Object point labels.
______
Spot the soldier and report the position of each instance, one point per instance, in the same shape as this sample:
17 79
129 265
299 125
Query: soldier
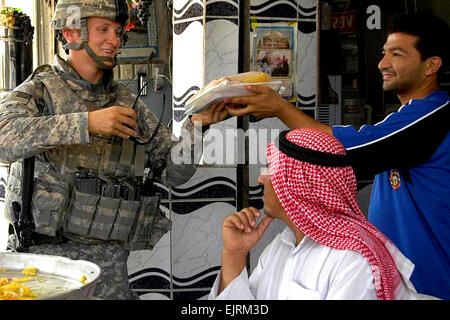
90 199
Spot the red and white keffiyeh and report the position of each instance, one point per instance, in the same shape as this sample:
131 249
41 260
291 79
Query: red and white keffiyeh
321 201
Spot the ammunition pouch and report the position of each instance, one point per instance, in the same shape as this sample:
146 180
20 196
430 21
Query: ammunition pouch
48 204
138 223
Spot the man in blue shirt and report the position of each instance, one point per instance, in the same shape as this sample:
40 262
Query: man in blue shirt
409 151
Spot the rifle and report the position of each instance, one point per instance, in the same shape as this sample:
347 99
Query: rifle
23 224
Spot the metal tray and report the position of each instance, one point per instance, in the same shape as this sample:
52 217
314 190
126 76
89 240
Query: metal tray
57 278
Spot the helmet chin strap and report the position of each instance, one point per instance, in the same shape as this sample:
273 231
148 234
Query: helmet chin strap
99 60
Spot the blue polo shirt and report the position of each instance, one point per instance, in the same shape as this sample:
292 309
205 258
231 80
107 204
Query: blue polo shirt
409 152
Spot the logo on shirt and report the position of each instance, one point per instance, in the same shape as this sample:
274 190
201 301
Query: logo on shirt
394 179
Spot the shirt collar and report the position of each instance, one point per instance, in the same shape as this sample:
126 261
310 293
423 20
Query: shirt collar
68 72
288 237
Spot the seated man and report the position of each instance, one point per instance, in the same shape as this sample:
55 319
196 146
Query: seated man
328 250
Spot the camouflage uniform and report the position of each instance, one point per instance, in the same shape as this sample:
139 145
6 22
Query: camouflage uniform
58 137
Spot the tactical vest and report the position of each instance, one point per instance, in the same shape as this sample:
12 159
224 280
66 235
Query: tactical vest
90 192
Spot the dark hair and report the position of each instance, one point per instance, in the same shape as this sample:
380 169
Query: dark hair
432 32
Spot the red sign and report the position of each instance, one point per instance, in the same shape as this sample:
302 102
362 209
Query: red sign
344 21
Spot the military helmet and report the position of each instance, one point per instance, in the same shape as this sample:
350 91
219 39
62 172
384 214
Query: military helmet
73 14
68 13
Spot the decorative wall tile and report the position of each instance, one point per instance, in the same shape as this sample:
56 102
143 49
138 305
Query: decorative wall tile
191 295
152 295
188 63
274 8
206 177
187 9
150 269
307 68
221 49
307 9
222 144
222 8
196 245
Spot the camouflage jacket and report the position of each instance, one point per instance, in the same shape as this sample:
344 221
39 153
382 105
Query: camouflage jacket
27 129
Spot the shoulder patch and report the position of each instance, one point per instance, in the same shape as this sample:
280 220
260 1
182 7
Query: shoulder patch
43 68
18 97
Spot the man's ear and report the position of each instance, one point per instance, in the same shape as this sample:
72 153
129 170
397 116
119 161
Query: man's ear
432 65
72 35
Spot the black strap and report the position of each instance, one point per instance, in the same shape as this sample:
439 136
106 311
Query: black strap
309 155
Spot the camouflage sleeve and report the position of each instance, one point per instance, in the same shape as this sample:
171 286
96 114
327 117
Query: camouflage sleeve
170 160
25 132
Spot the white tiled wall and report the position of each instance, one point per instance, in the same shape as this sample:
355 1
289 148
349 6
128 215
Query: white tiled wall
183 265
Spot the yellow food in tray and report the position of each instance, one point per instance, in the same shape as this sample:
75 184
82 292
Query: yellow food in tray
14 289
29 271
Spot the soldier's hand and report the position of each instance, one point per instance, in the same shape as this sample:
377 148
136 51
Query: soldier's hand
116 120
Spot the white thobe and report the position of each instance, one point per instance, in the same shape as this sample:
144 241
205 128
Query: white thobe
309 271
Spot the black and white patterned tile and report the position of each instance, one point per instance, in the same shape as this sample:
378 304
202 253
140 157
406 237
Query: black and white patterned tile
187 9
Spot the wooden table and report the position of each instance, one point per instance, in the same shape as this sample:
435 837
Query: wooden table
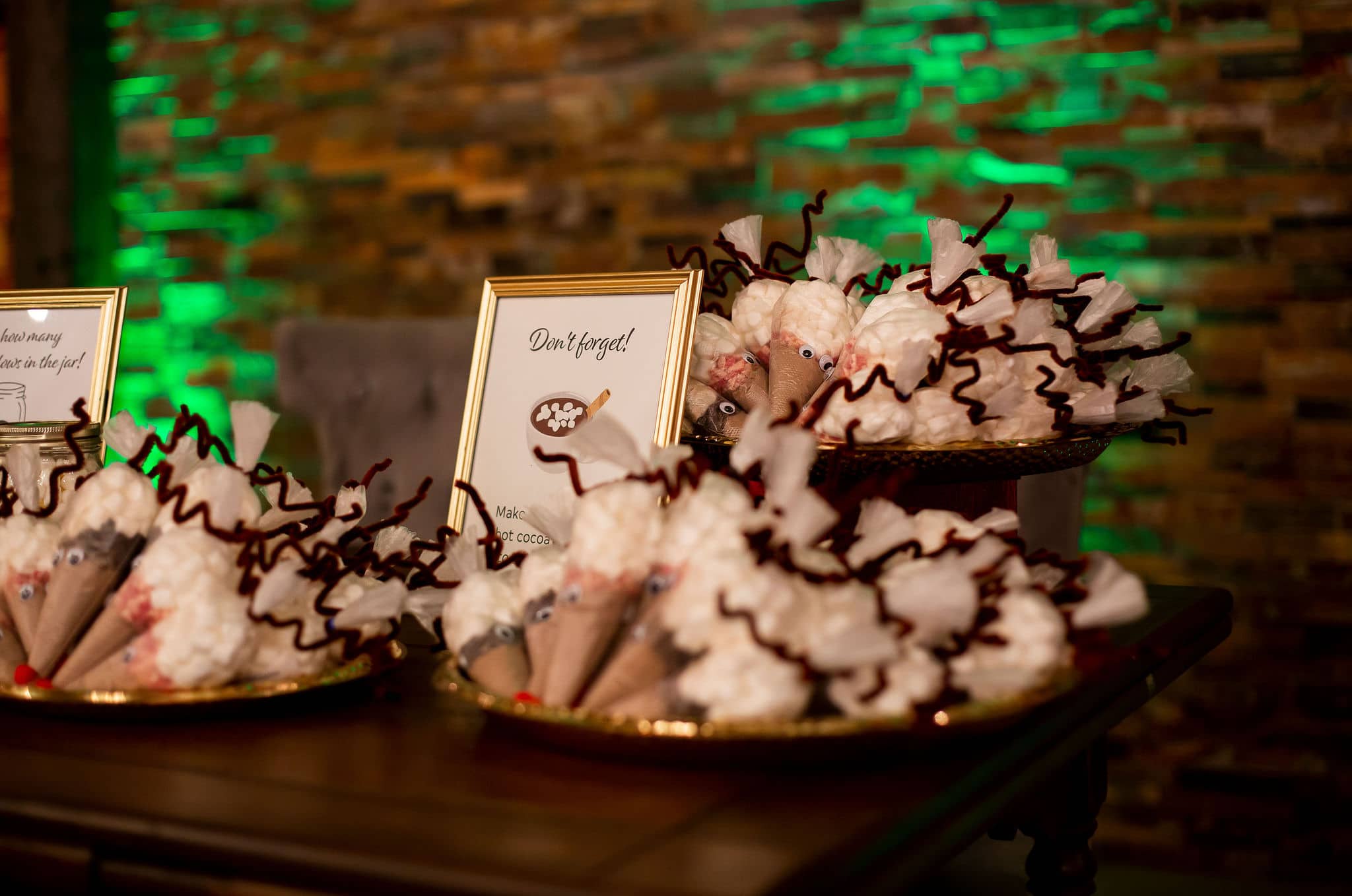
______
INSTRUCTIONS FOR THE TASK.
Transcribe the full listing above exactly, with the images removed.

WORKED ANSWER.
Spot the soldier and report the position of each instance, one point per instance, in the same shape as this sample:
17 79
129 265
299 125
Query: soldier
90 199
Spot the red and white keffiyeh and report the position of each instance, one point per instance, in the same shape as this sample:
131 249
41 260
291 79
Query: red and white keffiyeh
321 201
Spot the ammunition pouch and report the position of each instance, one point per instance, in the same shape as this sample:
146 180
20 196
430 21
Query: ammunition pouch
48 204
138 223
Spot the man in blue shirt and report the position of each instance, one point per instance, in the same shape as this sample:
40 262
Query: man in blue shirt
409 151
Spot the rifle and report the position of each instance, one point per instance, in the same shape as this sample:
347 99
Query: rifle
23 224
Spot the metal tray and report the position of each instance, one point per instance, in the same shape as this sample:
52 217
314 190
126 76
89 240
Query: metal tray
57 278
Spot the helmet chin strap and report the position of each instance, one point per instance, in the same shape as this sample:
273 231
148 234
Query: helmet chin strap
99 60
Spot the blue polo shirt and report the position of each instance, one point per instance, in the same shape as this sample:
292 309
205 258
231 80
107 204
Query: blue polo shirt
409 152
Spot the logo on shirt and report the position of each instance, one point per instance, in the same shape as this sample:
274 190
201 301
Query: logo on shirt
394 179
Spot the shirt collar and report the position of each instance, one point per instance, in the same shape as this sample:
126 261
310 293
423 20
Query: shirt collar
68 72
288 237
Spot the seated man and report the position of each instance, one point per instance, in the same shape as this sample:
55 319
196 146
Query: seated man
328 250
Spot the camouflage uniform and report the position of each instance, one point per instance, in the same shape as this sample:
139 145
6 22
Query: camouflage uniform
58 137
Spot the tactical vest and report the position of each instance, one point per instance, in the same shape as this sample:
12 159
224 280
66 235
Query: tactical vest
90 192
Spot the dark hair and report the position of each instance, one point per instance, in the same shape as this sample:
380 169
Query: dark hair
432 32
Spot the red sign and report the position of each instance, one point per instance, in the same shape as this sample:
302 102
362 209
Query: red sign
344 21
Spot the military helmet and report the position of each instance, one point per instance, in the same shape as this sample:
350 91
219 39
62 172
384 214
Query: military helmet
73 14
68 13
Spot the decorative wall tile and report the position of each instance, one point per instance, in the same shape as this sample:
56 102
143 49
138 305
Query: decorative wall tile
191 295
152 295
188 63
274 8
206 177
187 9
150 269
307 68
221 49
307 9
222 144
222 8
196 245
Spot the camouflage jacket and report the position of each instance, one point per instance, in the same shape as this sample:
344 221
39 153
382 105
Query: camouflage jacket
27 129
Spot the shoulder patch and report the position of each instance, one point per instance, in the same shape as this sample:
280 220
260 1
182 7
Query: shoulder patch
43 68
18 97
Spot the man's ear and report the position of each instance, one point per instance, in the same shape as this sample:
72 153
129 170
397 116
119 161
Query: man's ear
432 65
72 35
Spot the black strap and report the position of each instance, one point per instance, in the same shape as this sample:
439 136
106 311
Query: black strap
309 155
Spot the camouflage sleeve and report the position of each instance, one point per instance, in the same shape as this sample:
171 286
96 114
327 117
Query: camouflage sleeve
170 160
25 132
Spot the white tiled wall and report the position of each instance, one point per instance, in the same shape as this sample:
355 1
289 148
349 6
128 215
Query: white tiled wall
183 265
Spot the yellow food in tray and report the position of each instance, one point per instance, in the same shape as this sample:
75 184
82 292
Query: yellow food in tray
14 289
29 271
Spot the soldier's hand and report the position of each instance, one point per instance, in the same shape as this sample:
377 148
136 51
Query: soldier's hand
116 120
Spot the white thobe and report the position of each instance, one point per instance, in the same shape as this sample:
144 241
205 128
Query: white thobe
309 271
Spot the black and white patterned tile and report the position of each instance, one point per instance, in the same shape as this sample:
378 304
202 253
140 157
406 237
Query: black and white patterned tile
187 9
Spot the wooden table and report the position of each instance, one point per instance, in the same shape as this sample:
435 837
Query: wooden table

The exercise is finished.